— RECORDS PROVIDED —
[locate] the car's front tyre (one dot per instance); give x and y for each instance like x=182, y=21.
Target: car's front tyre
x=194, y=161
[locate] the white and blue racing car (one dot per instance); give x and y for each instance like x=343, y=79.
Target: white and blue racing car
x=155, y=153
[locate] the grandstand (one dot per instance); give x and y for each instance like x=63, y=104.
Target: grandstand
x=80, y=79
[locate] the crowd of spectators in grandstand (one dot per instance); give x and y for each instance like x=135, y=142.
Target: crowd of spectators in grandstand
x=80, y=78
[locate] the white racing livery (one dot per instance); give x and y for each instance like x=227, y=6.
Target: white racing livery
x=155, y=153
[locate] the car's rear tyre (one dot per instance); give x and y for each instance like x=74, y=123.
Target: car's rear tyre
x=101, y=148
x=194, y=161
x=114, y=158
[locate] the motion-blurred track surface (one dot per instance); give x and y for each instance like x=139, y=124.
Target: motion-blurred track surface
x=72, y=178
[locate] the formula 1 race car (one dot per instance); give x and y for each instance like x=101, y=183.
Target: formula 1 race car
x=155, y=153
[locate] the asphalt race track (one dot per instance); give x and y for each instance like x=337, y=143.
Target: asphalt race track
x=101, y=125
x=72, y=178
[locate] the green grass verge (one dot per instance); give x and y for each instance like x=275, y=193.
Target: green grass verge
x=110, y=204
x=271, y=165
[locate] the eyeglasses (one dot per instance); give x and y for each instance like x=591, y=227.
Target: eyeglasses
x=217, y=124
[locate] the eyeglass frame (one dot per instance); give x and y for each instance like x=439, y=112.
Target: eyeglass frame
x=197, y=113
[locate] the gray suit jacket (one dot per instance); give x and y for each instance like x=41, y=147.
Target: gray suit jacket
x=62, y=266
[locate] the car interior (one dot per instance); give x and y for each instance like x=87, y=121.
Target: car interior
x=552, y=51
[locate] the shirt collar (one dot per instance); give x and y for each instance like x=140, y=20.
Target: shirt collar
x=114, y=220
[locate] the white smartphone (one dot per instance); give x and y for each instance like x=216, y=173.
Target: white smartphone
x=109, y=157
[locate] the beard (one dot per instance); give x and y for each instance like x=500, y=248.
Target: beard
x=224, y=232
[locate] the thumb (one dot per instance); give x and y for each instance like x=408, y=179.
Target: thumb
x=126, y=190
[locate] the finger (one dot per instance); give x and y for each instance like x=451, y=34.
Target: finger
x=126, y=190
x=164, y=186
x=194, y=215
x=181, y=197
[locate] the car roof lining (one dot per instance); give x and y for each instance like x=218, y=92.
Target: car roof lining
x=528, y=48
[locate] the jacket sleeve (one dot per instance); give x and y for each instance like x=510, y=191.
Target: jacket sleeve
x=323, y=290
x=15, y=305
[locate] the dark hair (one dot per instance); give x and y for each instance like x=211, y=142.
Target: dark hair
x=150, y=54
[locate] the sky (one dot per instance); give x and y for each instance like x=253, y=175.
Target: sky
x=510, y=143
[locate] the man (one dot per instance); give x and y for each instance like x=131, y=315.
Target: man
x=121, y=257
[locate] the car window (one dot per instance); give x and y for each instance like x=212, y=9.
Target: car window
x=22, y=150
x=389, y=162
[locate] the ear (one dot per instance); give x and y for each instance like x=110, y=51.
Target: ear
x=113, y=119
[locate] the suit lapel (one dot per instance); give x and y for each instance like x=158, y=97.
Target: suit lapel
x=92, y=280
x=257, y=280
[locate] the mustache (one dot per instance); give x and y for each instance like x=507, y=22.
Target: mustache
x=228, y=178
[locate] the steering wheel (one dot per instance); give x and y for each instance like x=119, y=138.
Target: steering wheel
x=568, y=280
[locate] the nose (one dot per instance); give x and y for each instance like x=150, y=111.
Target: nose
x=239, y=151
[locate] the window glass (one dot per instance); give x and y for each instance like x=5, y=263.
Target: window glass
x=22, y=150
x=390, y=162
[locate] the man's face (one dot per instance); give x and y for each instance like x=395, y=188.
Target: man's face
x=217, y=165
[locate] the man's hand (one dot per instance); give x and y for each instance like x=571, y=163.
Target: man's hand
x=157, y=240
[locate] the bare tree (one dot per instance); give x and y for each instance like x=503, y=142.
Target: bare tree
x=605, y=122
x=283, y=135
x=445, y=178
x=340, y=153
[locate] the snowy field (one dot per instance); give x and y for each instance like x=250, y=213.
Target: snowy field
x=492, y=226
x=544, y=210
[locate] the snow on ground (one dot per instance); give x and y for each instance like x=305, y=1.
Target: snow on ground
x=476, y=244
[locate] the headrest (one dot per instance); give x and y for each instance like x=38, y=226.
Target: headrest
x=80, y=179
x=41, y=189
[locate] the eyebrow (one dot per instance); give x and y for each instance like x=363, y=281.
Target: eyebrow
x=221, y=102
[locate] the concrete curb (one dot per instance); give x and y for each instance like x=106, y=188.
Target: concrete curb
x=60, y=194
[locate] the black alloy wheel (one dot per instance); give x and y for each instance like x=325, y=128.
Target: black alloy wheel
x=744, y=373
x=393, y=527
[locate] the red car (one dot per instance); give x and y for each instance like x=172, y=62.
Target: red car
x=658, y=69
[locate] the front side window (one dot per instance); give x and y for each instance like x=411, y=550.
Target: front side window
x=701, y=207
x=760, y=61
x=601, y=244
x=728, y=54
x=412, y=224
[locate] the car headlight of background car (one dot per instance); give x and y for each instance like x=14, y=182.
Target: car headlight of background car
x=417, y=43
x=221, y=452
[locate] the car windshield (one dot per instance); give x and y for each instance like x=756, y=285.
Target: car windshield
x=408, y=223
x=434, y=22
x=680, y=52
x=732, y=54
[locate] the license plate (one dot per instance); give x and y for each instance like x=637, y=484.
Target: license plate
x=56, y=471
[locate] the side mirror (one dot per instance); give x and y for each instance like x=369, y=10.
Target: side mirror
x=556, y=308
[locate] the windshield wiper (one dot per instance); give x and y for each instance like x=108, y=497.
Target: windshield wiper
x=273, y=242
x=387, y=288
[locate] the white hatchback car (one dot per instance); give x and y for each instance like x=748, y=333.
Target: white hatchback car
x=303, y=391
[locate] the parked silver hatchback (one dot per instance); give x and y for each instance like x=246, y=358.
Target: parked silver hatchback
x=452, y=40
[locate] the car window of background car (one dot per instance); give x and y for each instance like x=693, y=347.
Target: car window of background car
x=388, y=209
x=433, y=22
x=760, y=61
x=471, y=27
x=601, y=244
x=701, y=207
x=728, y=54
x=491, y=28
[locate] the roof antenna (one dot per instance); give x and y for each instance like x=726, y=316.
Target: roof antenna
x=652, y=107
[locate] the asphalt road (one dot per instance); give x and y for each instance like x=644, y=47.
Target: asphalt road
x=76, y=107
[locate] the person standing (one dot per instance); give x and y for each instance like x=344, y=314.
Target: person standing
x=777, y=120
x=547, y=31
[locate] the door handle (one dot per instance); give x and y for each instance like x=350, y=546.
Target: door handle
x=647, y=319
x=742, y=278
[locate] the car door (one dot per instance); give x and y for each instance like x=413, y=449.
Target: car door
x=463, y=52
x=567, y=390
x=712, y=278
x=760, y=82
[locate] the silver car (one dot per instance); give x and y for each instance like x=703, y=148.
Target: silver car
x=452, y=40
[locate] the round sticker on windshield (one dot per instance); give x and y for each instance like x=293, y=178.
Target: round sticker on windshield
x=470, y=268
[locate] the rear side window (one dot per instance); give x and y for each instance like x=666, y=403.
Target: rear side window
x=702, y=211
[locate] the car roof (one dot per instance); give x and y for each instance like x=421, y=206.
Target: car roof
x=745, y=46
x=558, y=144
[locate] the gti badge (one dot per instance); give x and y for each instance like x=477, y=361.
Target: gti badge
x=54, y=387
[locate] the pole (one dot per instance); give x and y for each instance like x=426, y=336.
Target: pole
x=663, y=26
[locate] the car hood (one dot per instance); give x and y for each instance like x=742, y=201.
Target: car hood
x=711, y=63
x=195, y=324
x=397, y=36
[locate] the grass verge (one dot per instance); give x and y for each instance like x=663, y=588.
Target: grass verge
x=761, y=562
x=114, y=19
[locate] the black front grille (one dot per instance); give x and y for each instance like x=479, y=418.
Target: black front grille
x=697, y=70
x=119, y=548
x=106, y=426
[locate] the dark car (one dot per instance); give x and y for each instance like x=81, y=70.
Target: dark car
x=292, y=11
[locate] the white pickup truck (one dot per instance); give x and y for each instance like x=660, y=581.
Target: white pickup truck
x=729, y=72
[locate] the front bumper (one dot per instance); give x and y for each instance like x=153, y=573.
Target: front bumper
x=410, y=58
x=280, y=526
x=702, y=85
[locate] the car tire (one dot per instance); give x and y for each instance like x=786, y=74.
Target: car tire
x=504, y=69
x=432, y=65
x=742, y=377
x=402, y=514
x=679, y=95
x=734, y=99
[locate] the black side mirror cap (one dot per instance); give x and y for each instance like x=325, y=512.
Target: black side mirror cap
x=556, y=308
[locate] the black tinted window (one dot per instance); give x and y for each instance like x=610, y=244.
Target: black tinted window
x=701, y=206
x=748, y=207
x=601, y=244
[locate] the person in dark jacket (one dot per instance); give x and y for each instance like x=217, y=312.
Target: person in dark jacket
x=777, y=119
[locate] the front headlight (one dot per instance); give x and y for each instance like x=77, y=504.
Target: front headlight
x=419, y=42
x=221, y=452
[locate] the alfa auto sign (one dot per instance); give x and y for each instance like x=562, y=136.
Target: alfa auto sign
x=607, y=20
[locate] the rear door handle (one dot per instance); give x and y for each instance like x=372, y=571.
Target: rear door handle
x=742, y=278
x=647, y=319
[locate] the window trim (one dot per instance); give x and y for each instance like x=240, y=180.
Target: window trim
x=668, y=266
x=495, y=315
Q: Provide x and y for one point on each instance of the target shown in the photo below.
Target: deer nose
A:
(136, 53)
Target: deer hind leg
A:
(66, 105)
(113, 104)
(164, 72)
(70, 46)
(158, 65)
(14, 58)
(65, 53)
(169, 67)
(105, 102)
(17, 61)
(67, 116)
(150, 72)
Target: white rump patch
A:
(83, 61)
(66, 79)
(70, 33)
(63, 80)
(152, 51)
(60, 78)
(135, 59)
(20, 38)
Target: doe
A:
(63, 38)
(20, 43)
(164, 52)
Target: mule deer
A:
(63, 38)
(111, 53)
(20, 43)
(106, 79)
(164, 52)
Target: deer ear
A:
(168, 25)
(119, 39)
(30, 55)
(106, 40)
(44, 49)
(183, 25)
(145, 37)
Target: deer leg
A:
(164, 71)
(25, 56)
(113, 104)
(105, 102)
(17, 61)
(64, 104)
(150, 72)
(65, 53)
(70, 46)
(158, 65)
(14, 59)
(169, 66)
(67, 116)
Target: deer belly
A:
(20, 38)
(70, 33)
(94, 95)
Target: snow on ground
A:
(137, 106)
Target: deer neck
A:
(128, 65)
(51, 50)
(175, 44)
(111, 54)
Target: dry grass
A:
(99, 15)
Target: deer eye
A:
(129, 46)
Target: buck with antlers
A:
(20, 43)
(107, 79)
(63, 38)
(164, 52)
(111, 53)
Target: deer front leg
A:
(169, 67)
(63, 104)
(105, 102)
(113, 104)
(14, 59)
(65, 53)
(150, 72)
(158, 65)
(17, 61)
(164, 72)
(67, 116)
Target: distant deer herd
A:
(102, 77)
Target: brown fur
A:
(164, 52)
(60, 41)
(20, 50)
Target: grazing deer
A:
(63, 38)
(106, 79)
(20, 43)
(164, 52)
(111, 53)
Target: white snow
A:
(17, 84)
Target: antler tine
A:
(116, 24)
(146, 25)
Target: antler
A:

— TASK REQUIREMENTS —
Only the lines from the first line of the records through the line containing "[locate] the white and" should be repeated, exactly as they appear.

— TASK RESPONSE —
[locate] the car's front tyre (one dot per instance); give x and y for each instance like x=182, y=21.
Target: car's front tyre
x=194, y=161
[locate] the white and blue racing car (one dot per instance); give x and y for each instance like x=343, y=79.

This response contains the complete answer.